_THE TASK:_
Print the listing below exactly.

_RAW RECORDS:_
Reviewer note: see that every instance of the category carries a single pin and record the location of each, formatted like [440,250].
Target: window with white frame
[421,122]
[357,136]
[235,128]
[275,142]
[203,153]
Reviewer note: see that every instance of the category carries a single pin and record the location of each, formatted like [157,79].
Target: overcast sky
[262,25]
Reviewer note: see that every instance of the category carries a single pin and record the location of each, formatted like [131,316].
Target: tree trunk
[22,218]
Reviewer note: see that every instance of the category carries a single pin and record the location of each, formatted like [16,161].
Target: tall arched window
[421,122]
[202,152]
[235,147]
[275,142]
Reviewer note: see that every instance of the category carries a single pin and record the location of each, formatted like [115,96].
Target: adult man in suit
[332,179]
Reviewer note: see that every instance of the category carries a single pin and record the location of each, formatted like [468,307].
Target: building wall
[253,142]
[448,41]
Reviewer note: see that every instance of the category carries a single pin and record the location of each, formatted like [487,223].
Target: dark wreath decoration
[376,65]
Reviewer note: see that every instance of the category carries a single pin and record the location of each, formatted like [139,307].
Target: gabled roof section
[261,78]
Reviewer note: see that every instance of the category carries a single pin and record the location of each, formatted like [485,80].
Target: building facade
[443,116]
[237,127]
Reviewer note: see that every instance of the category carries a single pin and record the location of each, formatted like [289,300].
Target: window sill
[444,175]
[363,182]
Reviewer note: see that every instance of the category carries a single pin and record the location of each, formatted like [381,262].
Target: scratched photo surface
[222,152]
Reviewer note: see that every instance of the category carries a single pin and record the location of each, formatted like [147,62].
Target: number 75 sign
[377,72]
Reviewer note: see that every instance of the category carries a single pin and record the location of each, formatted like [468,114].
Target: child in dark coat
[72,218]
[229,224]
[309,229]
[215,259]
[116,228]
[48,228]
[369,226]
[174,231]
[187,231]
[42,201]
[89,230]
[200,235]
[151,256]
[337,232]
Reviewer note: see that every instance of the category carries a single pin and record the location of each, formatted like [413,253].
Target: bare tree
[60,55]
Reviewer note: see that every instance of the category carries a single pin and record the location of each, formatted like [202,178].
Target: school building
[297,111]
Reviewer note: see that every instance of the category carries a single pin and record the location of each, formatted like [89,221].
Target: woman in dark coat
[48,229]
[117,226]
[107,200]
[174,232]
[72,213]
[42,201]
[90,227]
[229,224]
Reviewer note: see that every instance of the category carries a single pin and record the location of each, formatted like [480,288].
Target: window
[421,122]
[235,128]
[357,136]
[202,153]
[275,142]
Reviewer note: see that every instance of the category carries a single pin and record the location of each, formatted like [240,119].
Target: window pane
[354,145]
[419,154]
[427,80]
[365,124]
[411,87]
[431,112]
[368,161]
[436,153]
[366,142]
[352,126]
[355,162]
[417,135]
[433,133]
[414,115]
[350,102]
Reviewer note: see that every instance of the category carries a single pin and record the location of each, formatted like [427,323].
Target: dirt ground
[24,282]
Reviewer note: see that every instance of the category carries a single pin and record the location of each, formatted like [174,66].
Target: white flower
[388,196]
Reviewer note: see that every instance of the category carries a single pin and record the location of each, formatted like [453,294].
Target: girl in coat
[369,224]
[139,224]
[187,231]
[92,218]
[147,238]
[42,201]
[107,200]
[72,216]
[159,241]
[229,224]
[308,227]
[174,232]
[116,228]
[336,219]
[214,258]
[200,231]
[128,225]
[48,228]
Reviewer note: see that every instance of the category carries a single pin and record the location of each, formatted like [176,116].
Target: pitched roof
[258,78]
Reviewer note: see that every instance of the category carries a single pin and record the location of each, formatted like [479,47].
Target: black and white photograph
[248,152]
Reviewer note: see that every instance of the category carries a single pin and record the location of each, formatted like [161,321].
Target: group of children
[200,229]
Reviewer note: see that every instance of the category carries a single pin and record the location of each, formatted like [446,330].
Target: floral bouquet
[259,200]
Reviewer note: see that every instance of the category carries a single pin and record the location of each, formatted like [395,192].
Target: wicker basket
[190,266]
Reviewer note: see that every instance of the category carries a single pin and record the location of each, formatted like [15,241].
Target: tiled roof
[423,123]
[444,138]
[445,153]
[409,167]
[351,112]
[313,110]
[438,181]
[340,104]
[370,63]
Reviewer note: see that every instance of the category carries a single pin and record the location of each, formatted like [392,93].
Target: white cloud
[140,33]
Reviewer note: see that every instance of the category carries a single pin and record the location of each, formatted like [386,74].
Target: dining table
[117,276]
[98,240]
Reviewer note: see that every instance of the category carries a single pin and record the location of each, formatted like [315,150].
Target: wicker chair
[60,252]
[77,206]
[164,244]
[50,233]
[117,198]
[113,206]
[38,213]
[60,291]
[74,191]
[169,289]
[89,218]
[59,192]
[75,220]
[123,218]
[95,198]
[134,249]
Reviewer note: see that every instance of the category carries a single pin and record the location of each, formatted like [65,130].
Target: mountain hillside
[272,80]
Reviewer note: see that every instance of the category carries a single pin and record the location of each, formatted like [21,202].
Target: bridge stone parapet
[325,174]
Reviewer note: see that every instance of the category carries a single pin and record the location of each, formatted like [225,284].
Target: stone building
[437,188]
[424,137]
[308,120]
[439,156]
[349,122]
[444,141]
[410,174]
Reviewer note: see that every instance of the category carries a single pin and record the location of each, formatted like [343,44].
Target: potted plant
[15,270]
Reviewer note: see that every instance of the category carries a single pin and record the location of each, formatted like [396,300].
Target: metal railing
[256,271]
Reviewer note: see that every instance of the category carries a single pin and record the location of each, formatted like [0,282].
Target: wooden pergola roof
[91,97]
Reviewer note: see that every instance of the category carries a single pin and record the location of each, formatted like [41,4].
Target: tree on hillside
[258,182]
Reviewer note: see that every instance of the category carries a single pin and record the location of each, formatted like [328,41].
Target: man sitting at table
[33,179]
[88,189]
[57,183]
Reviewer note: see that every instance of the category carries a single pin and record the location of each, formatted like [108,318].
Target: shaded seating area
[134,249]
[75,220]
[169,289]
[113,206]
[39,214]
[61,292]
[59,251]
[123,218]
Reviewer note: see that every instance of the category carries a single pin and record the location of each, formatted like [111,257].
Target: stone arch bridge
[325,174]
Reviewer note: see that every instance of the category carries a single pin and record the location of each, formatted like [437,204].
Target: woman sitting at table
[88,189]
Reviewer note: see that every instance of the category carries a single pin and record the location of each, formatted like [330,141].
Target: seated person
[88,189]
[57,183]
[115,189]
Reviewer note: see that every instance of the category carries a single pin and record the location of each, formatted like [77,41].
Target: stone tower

_WRITTEN RESPONSE:_
Reviewer note: see that every instance of the category carries a single pin and record the location of each, formatted like [440,250].
Target: window with white frame
[421,122]
[357,136]
[235,128]
[275,142]
[203,153]
Reviewer note: see that every instance of the category carries a single pin and record the location of each, formatted like [157,79].
Target: overcast sky
[262,25]
Reviewer note: see that every instance of the category carries a single pin and record the location of each, formatted like [131,316].
Target: tree trunk
[22,218]
Reviewer note: see that every instance of the category carries a single pin and record the location of each, formatted like [16,161].
Target: tall arched window
[421,122]
[202,152]
[235,147]
[275,142]
Reviewer note: see that every instance of the category carries a single pin and record the location of each, formatted like [115,96].
Target: adult man in suit
[332,179]
Reviewer note: see that every instance of the category carries a single pin and record the location of each, formatted like [468,307].
Target: building wall
[253,142]
[448,41]
Reviewer note: see that every instance of the category carries a single pin and record the location of each, formatted like [487,223].
Target: dark wreath decoration
[376,65]
Reviewer note: see that every instance of the category carries a single pin and record the location of each, formatted like [139,307].
Target: gabled roof section
[261,78]
Reviewer note: see that every instance of the category carries a single pin and record the location of each, formatted like [485,80].
Target: building facade
[443,116]
[237,127]
Reviewer note: see that every instance of the category carries a single pin and record the location of each, formatted like [289,300].
Target: window sill
[444,175]
[363,182]
Reviewer note: see that every instance of the category carries a single pin and record the location of each, formatted like [381,262].
Target: scratched photo surface
[222,152]
Reviewer note: see that every instance of the category carries a single pin and record the location of each, formatted like [147,62].
Target: number 75 sign
[377,72]
Reviewer note: see that every instance of the category carries a single pin and record the location of each, formatted like [468,114].
Target: child in dark coat
[72,218]
[229,224]
[309,229]
[215,259]
[116,228]
[48,228]
[369,226]
[174,231]
[187,231]
[42,201]
[89,230]
[200,235]
[151,256]
[337,232]
Reviewer note: see that every instance of the category carries a single pin and record the location of each, formatted like [413,253].
Target: bare tree
[60,55]
Reviewer note: see that every instance of the category carries a single pin and record the location of each, formatted like [202,178].
Target: school building
[297,111]
Reviewer note: see that every instance of the category carries a single pin and record the location of each, formatted like [89,221].
Target: woman in dark coat
[48,229]
[117,226]
[107,200]
[174,232]
[72,213]
[42,201]
[90,227]
[229,224]
Reviewer note: see that every instance of the category carries a single pin and record the location of each, formatted like [480,288].
Target: window
[421,122]
[235,128]
[357,136]
[202,153]
[275,142]
Reviewer note: see that every instance of the category carries a single pin and record the location of each, formatted like [240,119].
Target: window pane
[354,145]
[419,154]
[427,80]
[365,124]
[411,87]
[431,112]
[368,161]
[436,153]
[366,142]
[352,126]
[355,162]
[417,135]
[433,133]
[414,115]
[350,102]
Reviewer note: see that every instance of the category carries a single pin and record the location of each, formatted like [427,323].
Target: dirt ground
[24,282]
Reviewer note: see that every instance of the category carries a single pin and record the location of each, formatted like [174,66].
Target: white flower
[388,196]
Reviewer note: see that every instance of the category carries a single pin and record the location of each, formatted like [453,294].
Target: girl in coat
[369,224]
[139,224]
[187,231]
[92,218]
[147,238]
[42,201]
[107,200]
[72,216]
[159,241]
[229,224]
[308,227]
[174,232]
[116,228]
[336,219]
[214,258]
[200,231]
[128,225]
[48,228]
Reviewer note: see that every instance of the category carries a single pin and record the location of each, formatted like [176,116].
Target: pitched roof
[258,78]
Reviewer note: see that every instance of the category carries a single pin and record the location of each, formatted like [479,47].
Target: black and white photograph
[248,152]
Reviewer note: see that every instance of the category carries a single pin and record the location of each, formatted like [161,321].
Target: group of children
[200,229]
Reviewer note: see that every instance of the category carries a single pin and record the location of each, formatted like [446,330].
Target: floral bouquet
[259,200]
Reviewer note: see that every instance of the category carries a single pin and record the location of each, formatted like [395,192].
Target: wicker basket
[190,266]
Reviewer note: see that every instance of the category carries a single pin and record the location of each, formatted like [15,241].
Target: tiled roof
[423,123]
[444,138]
[445,153]
[409,167]
[351,112]
[313,110]
[438,181]
[340,104]
[370,63]
Reviewer note: see that every instance of the category carries a single pin and record the location of each, formatted like [392,93].
Target: white cloud
[140,33]
Reviewer note: see that every instance of the category carries a single pin and record the location of each, formatted like [386,74].
Target: dining table
[117,276]
[98,240]
Reviewer note: see that every instance of the category carries a single pin and record the location of each, formatted like [315,150].
Target: wicker chair
[60,252]
[77,206]
[164,244]
[50,233]
[117,198]
[113,206]
[38,213]
[60,291]
[74,191]
[169,289]
[89,218]
[59,192]
[75,220]
[123,218]
[95,198]
[134,249]
Reviewer note: see that every instance of the category carries a single pin and record the location of each, formatted like [65,130].
Target: mountain hillside
[272,80]
Reviewer note: see that every instance of the category carries a single pin and record the location of each, formatted like [21,202].
Target: bridge stone parapet
[325,174]
Reviewer note: see that every instance of the category carries a single pin and record the location of each, formatted like [225,284].
Target: stone building
[437,188]
[424,137]
[308,120]
[439,156]
[349,122]
[444,141]
[410,174]
Reviewer note: see that every instance of the category carries a single pin and record the location of each, formatted like [343,44].
Target: potted plant
[15,270]
Reviewer note: see that every instance of the category carries a single pin and record the location of each, formatted like [396,300].
Target: metal railing
[256,271]
Reviewer note: see that every instance of the category carries a single pin and record the location of each, formatted like [0,282].
Target: wooden pergola roof
[91,97]
Reviewer note: see that every instance of the category carries a single pin and record the location of each, formatted like [41,4].
Target: tree on hillside
[258,182]
Reviewer note: see that every instance of the category carries a single pin and record the location of each, formatted like [328,41].
Target: man sitting at table
[33,179]
[88,189]
[57,183]
Reviewer note: see that every instance of the category carries a single pin and record the location of each, formatted like [108,318].
Target: shaded seating area
[134,249]
[75,220]
[169,289]
[113,206]
[39,214]
[61,292]
[59,251]
[123,218]
Reviewer note: see that every instance of the category carries a single pin and record the location of each, formatted like [111,257].
Target: stone arch bridge
[325,174]
Reviewer note: see that every instance of the category carries a single pin and record the location of each, formatted like [437,204].
Target: woman sitting at table
[88,189]
Reviewer note: see that every instance of the category carries a single pin and record the location of each, formatted like [330,141].
Target: seated person
[88,189]
[57,183]
[115,189]
Reviewer note: see that every instance of the category carries a single pin and record the location of each, formatted like [77,41].
Target: stone tower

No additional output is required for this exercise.